**** 課題文

こうして八年間我々は騒音から免れる事が出来たが、市長が代わってこの屋敷を観光客に公開することになったので、我々は致し方なくまた浜崎に在る自宅に帰ることになった。それより少し前に母が認知症になっていたので母だけ一緒に面倒を見ていた。母の妹はそのまま一人で住んでいたが、我々が帰ったので叔母には身内の方へ行って貰うことにした。

帰ればまた以前のように騒音に悩まされたので、一事母をショートステイに預けたりして、その間萩市内はもとより、山口市内に迄車を走らせて適当な土地探しにあたった。いつも妻と一緒に行動したが、山口まで何回行ったり来たりしたか分からない。

 

「吉凶は糾へる縄の如し」と言うが、浜崎の自宅を売りに出していたところが買って呉れる人が現れた。その直後、萩市が「伝統的建造物再生モデル事業」の一環として我が家を「梅屋七兵衛旧宅改修工事」に指定したので、先に決まっていた購入者の事を云ったら、市が交渉し話を付けてくれた。また有難い事に曾祖父が嘉永年間に開墾して作った梅屋敷を村谷建設が宅地造成すると言うことで買って呉れることになった。私はこの畑があるがために萩に早く帰って萩高校と萩商業に勤務したが、こうして今は我が家も畑も手放し、先祖代々住み慣れた故郷を後にして山口に居を移すことになったのも、考えて見たら騒音に悩んだ妻の犠牲があったからだと思うと、人生の幸不幸は本当に不思議だと言わざるを得ない。我々が山口吉敷の住宅地に家を建てて移り住んだのは平成十年七月二十八日であった。私はここに来るまでの長い間多くの人に御世話になったが、とりわけ曾祖父をはじめとして先祖のお陰だと心から感謝するのである。

高校生の時の妻を知って三年間、その後結婚して五十七年、合わせて六十年の長きに亘り苦楽を共にしてきたが、最後にこうして安住の地を得て、何とか幸せに暮らすことができたのも、一つには大学を中退してまでして結婚した呉れた妻のお陰だと感謝している。願わくば残り少ない人生を、このまま無事平穏に送ることができたらと願うのみである。

 

(2019・11・16)

********
**** データ

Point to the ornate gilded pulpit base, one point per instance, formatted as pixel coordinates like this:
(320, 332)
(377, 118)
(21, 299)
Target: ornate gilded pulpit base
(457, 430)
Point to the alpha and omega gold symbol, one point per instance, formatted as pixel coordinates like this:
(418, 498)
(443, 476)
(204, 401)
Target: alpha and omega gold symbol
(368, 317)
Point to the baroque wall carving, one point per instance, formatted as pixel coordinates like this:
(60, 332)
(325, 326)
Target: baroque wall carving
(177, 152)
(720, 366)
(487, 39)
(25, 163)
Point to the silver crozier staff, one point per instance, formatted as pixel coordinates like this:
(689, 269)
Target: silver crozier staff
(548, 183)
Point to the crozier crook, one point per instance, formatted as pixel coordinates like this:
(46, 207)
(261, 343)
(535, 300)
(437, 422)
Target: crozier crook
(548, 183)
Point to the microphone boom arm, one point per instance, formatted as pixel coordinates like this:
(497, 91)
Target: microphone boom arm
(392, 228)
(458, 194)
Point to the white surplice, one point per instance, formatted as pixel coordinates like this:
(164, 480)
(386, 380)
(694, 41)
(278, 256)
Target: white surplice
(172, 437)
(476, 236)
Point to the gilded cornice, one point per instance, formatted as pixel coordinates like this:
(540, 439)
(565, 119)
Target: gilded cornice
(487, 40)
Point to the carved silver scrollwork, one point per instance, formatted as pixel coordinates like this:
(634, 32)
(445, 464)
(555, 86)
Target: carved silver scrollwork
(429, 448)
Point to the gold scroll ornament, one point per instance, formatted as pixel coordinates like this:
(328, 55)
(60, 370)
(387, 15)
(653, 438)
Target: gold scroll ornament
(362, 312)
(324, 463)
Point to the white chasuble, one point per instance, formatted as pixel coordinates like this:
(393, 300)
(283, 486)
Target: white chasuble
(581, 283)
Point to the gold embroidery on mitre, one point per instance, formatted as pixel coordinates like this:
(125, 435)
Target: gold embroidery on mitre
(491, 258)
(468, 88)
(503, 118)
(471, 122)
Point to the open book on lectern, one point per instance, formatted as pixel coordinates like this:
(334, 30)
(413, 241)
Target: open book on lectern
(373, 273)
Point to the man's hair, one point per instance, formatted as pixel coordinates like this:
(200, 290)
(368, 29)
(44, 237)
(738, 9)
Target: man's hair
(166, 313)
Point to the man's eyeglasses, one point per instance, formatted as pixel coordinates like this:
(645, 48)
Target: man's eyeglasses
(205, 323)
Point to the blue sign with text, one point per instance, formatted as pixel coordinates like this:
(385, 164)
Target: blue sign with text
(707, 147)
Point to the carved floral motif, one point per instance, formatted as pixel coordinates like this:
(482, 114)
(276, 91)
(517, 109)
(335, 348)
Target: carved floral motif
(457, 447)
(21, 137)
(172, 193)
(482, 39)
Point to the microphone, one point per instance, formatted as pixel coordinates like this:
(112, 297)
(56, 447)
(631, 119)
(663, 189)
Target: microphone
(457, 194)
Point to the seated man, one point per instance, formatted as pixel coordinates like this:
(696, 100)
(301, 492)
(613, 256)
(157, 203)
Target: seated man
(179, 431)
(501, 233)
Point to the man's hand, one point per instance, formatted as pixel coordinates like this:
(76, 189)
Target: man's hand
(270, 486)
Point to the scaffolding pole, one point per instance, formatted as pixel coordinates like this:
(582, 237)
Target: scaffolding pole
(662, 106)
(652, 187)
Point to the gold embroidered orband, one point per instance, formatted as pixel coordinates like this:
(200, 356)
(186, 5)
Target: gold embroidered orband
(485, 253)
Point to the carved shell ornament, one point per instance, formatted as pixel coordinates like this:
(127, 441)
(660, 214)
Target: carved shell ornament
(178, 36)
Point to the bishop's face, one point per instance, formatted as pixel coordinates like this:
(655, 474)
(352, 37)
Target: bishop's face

********

● **設問**:
課題文の筆者が萩市内や山口市内で土地を探した理由を、課題文の記述に基づき1〜3文で説明せよ。

● **解答欄**:
市長が代わり屋敷が観光客に公開されることになったため、筆者らは浜崎の自宅に戻った。戻ると以前と同じように騒音に悩まされたので、移り住むための土地を探した。